_PROBLEM DETAILS_
What you return must match the records word for word, except that images are dropped.
-- EXERCISE MATERIAL follows --
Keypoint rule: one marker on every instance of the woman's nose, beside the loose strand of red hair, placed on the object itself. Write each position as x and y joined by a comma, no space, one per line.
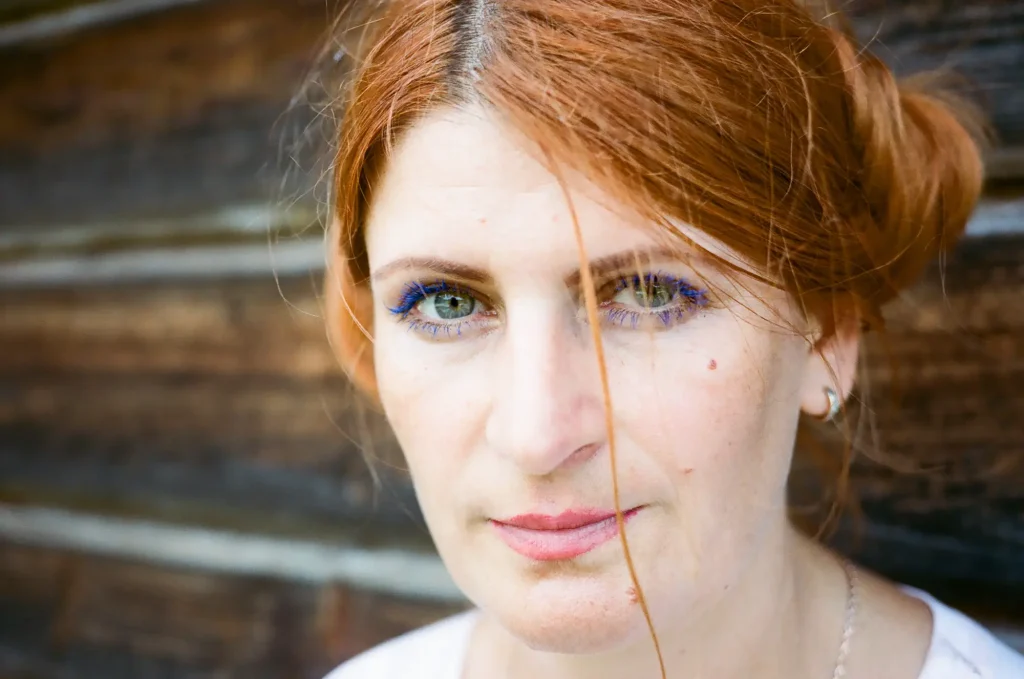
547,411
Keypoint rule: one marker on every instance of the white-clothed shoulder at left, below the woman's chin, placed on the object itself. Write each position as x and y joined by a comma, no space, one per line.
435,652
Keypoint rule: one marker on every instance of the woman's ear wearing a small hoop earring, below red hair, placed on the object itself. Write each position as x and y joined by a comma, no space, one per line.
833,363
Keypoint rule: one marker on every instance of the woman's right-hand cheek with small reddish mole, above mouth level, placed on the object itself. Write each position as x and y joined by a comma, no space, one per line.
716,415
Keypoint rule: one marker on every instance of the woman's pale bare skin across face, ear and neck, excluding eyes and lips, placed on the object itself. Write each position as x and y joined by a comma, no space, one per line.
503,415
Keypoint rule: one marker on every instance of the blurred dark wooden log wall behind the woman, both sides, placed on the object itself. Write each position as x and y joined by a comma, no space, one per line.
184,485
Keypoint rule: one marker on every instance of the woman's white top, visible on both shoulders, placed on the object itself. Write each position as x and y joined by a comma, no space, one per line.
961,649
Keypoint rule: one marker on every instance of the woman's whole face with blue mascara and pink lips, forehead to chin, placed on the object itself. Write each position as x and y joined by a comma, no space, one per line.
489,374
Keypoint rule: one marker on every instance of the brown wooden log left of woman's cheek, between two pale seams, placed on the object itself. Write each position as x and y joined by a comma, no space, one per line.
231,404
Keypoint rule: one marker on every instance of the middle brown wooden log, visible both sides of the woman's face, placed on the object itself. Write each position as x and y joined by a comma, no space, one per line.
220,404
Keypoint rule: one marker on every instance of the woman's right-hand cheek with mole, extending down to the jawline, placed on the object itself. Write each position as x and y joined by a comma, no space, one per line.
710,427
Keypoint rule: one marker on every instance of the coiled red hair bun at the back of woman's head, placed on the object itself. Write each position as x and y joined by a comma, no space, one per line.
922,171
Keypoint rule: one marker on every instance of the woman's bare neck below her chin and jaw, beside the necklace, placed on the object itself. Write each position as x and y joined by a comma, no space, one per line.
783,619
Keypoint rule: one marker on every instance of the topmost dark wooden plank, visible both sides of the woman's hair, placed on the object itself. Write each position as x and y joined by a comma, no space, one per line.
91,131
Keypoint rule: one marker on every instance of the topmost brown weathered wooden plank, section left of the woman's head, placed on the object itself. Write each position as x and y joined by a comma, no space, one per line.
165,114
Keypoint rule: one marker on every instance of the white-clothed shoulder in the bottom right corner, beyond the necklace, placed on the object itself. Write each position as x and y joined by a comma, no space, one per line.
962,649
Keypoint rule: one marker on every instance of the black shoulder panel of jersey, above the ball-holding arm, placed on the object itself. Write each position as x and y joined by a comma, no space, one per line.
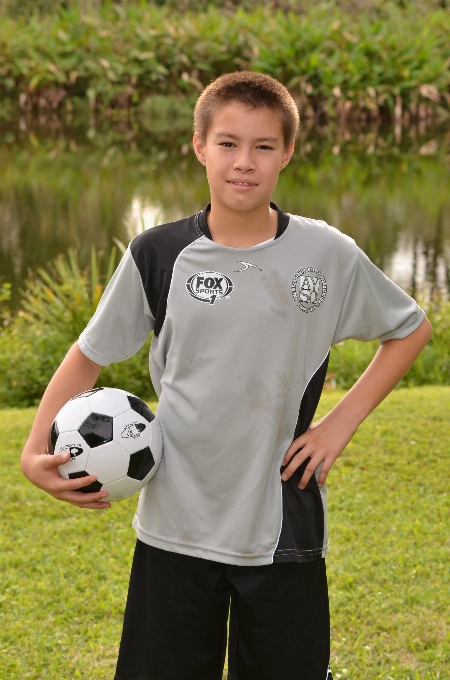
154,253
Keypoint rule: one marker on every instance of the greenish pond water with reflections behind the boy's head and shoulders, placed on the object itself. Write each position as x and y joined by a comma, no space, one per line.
-- EXERCISE MATERIAL concluded --
_REPLY TO THE TASK_
Keypoint rule: one marker on every instance of the woman's nose, beside the loose strand of red hair, placed on the object itself. Write each position as x and y joined by a comma, no space, one per line.
547,411
Keypoint rule: one marker on every instance of the white-clothed shoulder at left, below the woman's chin, placed on the object itself. Write each position as x and y joined by a comma, no space, one per line.
435,652
Keypoint rule: one marker on every instance of the woman's ear wearing a small hoop earring, below red hair, placed on the object itself. Write each position as x and y joined by a comma, no space, one per line.
833,363
Keypoint rule: one marker on every instance of the woman's right-hand cheek with small reddish mole, above mouth level, placed on the object itself. Write each position as x and y joined by a comma, no space, one per line.
716,415
Keypoint rule: one marker on every instance of the woman's pale bare skin across face, ear and neck, excluding eyes and lips, placed on the object itself. Write each position as x and y joined by a comma, no space, one per line.
503,415
Keypoint rule: one marker on every instance of the blurred dark wooden log wall behind the woman, both sides, placed on the object itself. Write each position as x and y joined by a comma, no space, one per line.
184,485
Keypoint rule: one marker on every instance of the woman's white top, visible on both shoulders, placed on the object itself. Write each position as x and y joined by a comma, no space, one per line.
961,649
Keypoint rule: one marker on every instance of the woman's whole face with blue mascara and pink lips, forehead to chin, placed on the object itself. Write each position as x and y joined by a comma, no space, one per line.
489,374
Keypoint rule: one marker on every instance of the brown wooden log left of woman's cheek, between two pale seams, placed on the object itself. Write each position as x and y joined by a comma, no space, one per line.
231,404
Keypoint rule: one marker on every instance of the middle brown wooden log, visible both sides of the woman's face, placed on the object itself. Write each position as x and y joined by a comma, no space, one per line.
220,404
Keypoint rule: one marker on every instance of the woman's right-hand cheek with mole, extending down to the jawline, placed on the object itself. Write each position as x and y joined by a comma, no space, one per line.
710,427
Keypoint rule: one marker on every instance of the coiled red hair bun at the back of woman's head, placed on the object itself. Write each position as x and y joined by a comma, no space, one per line.
922,171
Keypoint rule: one marker on every instance of the woman's bare neck below her chin and jaw, beside the necklace, placed on the object itself. Write each position as x and y joined by a comma, no space, one per line.
783,619
Keypoint rule: one marker on every instance of the topmost dark wooden plank, visible both sides of the woman's hair, placed on the object itself. Write each position as x and y joined by a comma, no space, one per line.
91,131
Keypoint rule: one marker on every instance of the topmost brown weathered wooden plank, section left of the woman's head, placed on the object itself. Write each position as x and y joined by a comma, no space, one per line.
165,114
Keypoint rule: one marker on every instance of the white-clothed shoulder in the bottom right corner, beyond the necklace, placed on the object itself. Write each position as x and y joined by a comma, no space, one per line.
962,649
Keypoint rule: one marker on every instance of the black shoulder panel of jersey, above the ball-holding arm, placed on the object itself. Write each position as x and y joined by a comma, no space, one per line.
154,253
Keypoint rule: one marker on every instance of the greenish pond water with reflections behind the boy's head and shoulders, placed on the object itself. Write each position as x and y joined by a comma, no space, one per line.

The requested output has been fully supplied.